**EXERCISE PROMPT:** Rewrite the part of the listing that opens with the line containing "[mark] the dry" and runs through the end of the listing, request lines included, shifting every point coordinate in the answers up by 11.

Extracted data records
** START **

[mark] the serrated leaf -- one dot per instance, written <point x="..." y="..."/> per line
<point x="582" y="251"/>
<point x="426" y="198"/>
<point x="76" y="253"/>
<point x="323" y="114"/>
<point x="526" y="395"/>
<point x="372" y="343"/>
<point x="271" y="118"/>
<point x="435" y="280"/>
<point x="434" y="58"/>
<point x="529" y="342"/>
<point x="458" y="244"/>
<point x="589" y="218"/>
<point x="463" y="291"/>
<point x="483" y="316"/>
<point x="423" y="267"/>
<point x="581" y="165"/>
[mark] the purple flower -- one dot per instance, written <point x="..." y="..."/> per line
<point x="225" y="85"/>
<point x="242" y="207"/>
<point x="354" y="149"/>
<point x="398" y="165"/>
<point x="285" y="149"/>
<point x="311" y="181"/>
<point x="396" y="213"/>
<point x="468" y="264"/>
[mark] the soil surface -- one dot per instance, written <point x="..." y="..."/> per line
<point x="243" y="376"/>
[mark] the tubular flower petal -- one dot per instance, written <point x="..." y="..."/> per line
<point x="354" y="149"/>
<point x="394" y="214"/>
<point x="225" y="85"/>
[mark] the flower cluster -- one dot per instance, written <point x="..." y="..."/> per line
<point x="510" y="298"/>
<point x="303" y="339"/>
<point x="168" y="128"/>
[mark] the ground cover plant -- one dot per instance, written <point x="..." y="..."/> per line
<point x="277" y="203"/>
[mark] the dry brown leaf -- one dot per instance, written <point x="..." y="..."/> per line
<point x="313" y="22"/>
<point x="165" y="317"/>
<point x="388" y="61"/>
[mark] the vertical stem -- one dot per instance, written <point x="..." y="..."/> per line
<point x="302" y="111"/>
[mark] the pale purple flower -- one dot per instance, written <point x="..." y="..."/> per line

** END **

**ANSWER TO THE PROBLEM:**
[mark] the dry brown leaf -- one dot per instance, written <point x="..." y="..."/> per line
<point x="324" y="33"/>
<point x="176" y="328"/>
<point x="399" y="72"/>
[mark] the vertical stem -- one dot per instance, written <point x="..." y="..."/> per line
<point x="313" y="122"/>
[mark] the pale purple flower -- one dot per instance, written <point x="..." y="..."/> per line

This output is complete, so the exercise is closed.